§ OBJECTIVE 1:
In the passage on the S3 bucket policy change, turn the paragraph beginning "Amazon S3 is updating its bucket policy evaluation" into a short bulleted list that keeps its main facts.

──────── SUPPLIED PASSAGE ────────

Amazon S3 is changing the handling of the root identity in bucket policy on October 20, 2023. AWS is known for security and backwards compatibility, so what’s the deal?

AWS announced this change via email in February with follow-up to affected accounts in September.

Here’s the core explanation from the follow-up email we received (emphasis added):

Amazon S3 is updating its bucket policy evaluation to make it consistent with how similar policies are evaluated across AWS. If you have a statement in one of your bucket policies whose principal refers to the account that owns the bucket, this statement will now apply to all IAM Principals in that account instead of applying to only the account’s root identity. This update will affect buckets in at least one of your AWS accounts. We will being deploying this update on October 20, 2023.

[… SNIP …]

The authorization update applies to S3 bucket permission statements that follow this pattern:

{

“Effect”: “Deny”,

“Principal”: {

“AWS”: $BUCKET_OWNER_ACCOUNT_ID

},

“Action”:

“Resource”:

“Condition”:

}

Full ‘S3 changes to bucket authorization are coming in October 2023’ email (pdf)

We found this explanation ambiguous.

Does this apply to all statements? Or just statements that Deny? Clearly it applies to Principal but what about NotPrincipal?

──────── DATA FOR THIS TASK ────────

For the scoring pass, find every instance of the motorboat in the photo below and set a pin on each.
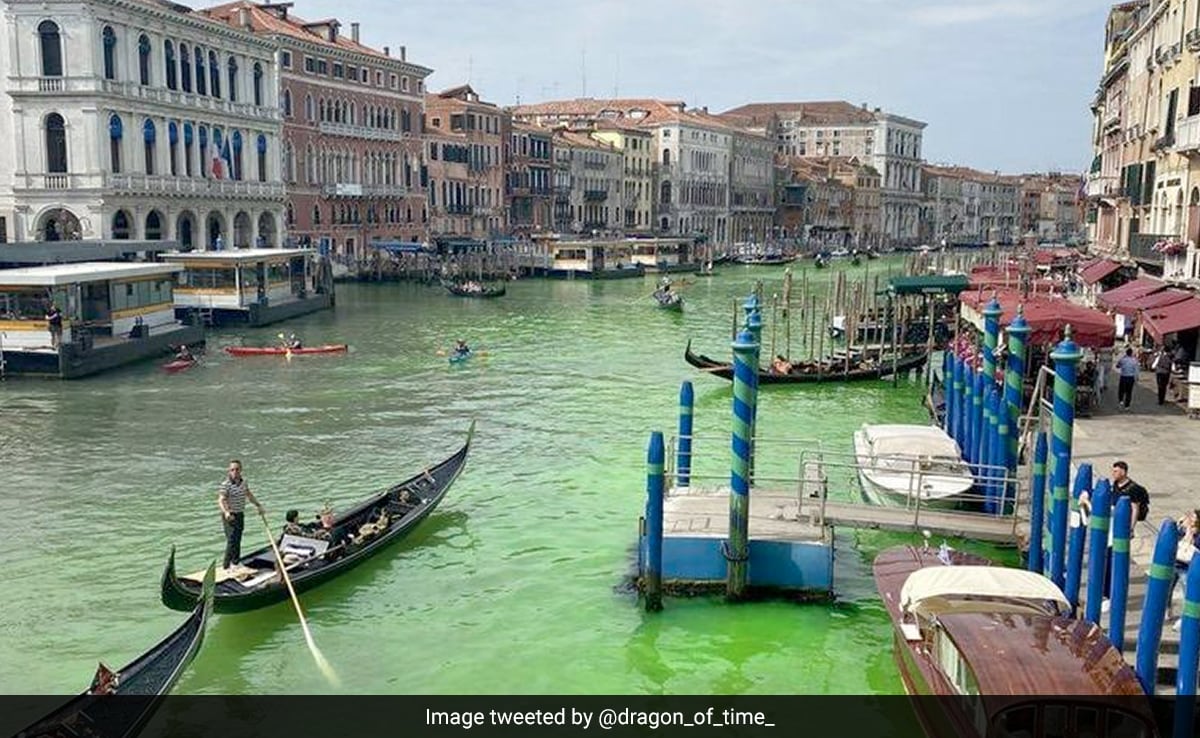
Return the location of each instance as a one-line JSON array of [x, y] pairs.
[[903, 465]]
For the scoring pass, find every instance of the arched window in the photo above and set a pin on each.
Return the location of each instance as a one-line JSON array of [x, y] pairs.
[[168, 55], [185, 67], [52, 48], [233, 79], [201, 82], [144, 59], [108, 36], [148, 136], [214, 75], [55, 144], [261, 145], [115, 130], [258, 84]]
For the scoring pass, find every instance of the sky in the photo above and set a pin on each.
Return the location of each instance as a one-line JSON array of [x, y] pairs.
[[1003, 84]]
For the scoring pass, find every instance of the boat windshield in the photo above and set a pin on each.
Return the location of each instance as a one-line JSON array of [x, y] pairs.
[[1057, 719]]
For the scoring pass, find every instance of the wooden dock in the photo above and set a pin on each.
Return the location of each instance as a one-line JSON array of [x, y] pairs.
[[778, 515]]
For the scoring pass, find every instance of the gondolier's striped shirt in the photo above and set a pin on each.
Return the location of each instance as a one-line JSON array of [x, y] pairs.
[[235, 495]]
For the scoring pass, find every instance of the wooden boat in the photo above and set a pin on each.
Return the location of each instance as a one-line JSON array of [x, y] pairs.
[[474, 289], [1002, 641], [179, 365], [277, 351], [141, 684], [667, 300], [809, 372], [354, 537], [900, 465]]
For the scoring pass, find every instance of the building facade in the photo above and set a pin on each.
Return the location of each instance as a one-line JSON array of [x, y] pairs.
[[353, 156], [136, 120], [481, 129]]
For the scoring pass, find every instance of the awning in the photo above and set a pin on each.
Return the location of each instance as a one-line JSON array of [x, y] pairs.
[[1097, 270], [1153, 300], [1173, 318], [1129, 291]]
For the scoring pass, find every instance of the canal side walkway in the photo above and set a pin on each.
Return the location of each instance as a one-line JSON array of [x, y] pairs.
[[1158, 444]]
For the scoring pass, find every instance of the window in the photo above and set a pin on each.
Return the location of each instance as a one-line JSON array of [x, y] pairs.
[[201, 83], [115, 130], [149, 136], [109, 42], [144, 59], [52, 48], [168, 57], [214, 75], [233, 79], [55, 144]]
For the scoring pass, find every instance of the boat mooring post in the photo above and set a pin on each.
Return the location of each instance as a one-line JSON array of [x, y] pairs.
[[1189, 641], [745, 388], [1014, 397], [1098, 549], [1119, 589], [1078, 535], [1158, 592], [1037, 504], [655, 487], [1060, 479], [683, 457]]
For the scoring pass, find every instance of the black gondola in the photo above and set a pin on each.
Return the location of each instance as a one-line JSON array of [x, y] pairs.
[[810, 373], [474, 289], [118, 705], [353, 538]]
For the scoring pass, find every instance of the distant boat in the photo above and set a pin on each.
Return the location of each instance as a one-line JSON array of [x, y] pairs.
[[899, 465]]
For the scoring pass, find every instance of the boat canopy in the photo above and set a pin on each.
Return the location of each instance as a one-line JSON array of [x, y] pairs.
[[937, 591]]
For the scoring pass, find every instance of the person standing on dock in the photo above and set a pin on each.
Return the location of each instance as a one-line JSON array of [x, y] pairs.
[[1127, 370], [232, 499]]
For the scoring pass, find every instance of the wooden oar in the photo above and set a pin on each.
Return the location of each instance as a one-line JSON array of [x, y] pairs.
[[322, 664]]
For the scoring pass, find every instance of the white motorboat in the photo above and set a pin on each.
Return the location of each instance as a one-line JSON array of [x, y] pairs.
[[899, 465]]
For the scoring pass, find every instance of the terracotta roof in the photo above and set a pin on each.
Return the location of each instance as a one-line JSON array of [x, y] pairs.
[[821, 112], [263, 21]]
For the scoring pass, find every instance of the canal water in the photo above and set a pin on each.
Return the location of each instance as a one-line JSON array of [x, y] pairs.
[[513, 586]]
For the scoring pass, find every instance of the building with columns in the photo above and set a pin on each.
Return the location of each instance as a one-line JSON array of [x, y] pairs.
[[131, 119], [353, 157]]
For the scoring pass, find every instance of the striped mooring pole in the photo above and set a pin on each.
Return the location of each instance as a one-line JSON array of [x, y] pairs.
[[745, 388]]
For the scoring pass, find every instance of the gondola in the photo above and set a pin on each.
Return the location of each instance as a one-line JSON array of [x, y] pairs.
[[142, 683], [883, 369], [355, 535], [460, 289]]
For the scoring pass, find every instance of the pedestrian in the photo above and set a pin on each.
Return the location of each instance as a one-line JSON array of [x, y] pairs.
[[232, 499], [1162, 366], [1127, 371]]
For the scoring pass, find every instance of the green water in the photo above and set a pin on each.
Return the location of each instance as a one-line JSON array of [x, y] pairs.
[[510, 587]]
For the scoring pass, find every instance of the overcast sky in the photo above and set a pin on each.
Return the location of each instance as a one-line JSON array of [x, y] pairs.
[[1003, 84]]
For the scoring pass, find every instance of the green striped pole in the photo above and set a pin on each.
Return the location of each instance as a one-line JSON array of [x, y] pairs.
[[745, 387]]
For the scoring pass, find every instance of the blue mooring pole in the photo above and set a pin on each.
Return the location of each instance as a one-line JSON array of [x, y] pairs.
[[655, 487], [1158, 591], [1078, 535], [745, 388], [1119, 591], [1038, 505], [683, 457], [1097, 549]]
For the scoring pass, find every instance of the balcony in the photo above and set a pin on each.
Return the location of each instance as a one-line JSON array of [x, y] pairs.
[[355, 190], [331, 129], [183, 186], [1187, 136]]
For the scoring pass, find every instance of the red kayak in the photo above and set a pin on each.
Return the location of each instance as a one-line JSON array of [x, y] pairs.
[[265, 351], [179, 365]]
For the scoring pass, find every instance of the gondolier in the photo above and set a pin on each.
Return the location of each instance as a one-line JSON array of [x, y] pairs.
[[232, 499]]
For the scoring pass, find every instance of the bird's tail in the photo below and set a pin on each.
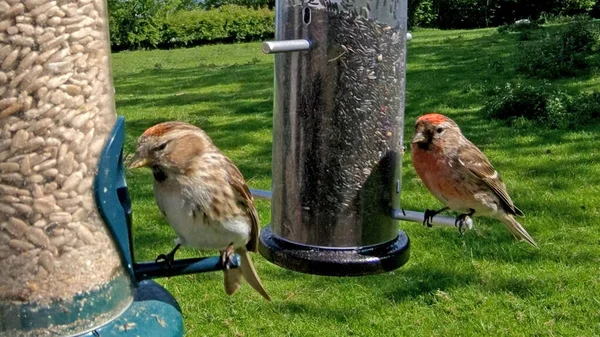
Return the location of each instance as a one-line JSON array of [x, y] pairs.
[[517, 230], [249, 273]]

────────

§ OBJECTIVE 2:
Recast as a numbered list the section of the rows that opens with the line containing "For the scoring pass, find every instance of the building facade" and closes with the line containing "79], [55, 144]]", with blank lines left out.

§ WORKED SOLUTION 1:
- Amazon S3 is changing how it evaluates bucket policies, to match how similar policies are evaluated across AWS.
- A bucket policy statement whose principal is the account that owns the bucket will now apply to all IAM Principals in that account, not only to its root identity.
- The update will affect buckets in at least one of the recipient's AWS accounts.
- Deployment begins October 20, 2023.

§ WORKED SOLUTION 2:
1. For the scoring pass, find every instance of the building facade in the photo above and set a pin on each.
2. Return the location of each instance as a one-line JSON array of [x, y] pairs.
3. [[353, 156], [136, 120], [481, 129]]
4. For the scoring pass, find every instance of the awning in the photo above and set a pin on each.
5. Return the location of each instance as a one-line JSON array of [x, y] pairs.
6. [[1097, 270], [1153, 300], [1173, 318], [1129, 291]]
7. For the scoring pass, find every instance of the canal side walkway in the photo above and set a pin on each.
8. Return the location of each instance as a one-line JSON array of [x, y] pairs.
9. [[1158, 444]]
10. For the scoring pass, find every instance of the window in the photo above and set a pin on each.
11. Return the location of each instance as a one-line JSON array of [x, y] pairs.
12. [[201, 83], [115, 130], [149, 136], [109, 42], [144, 59], [52, 48], [168, 57], [214, 75], [233, 79], [55, 144]]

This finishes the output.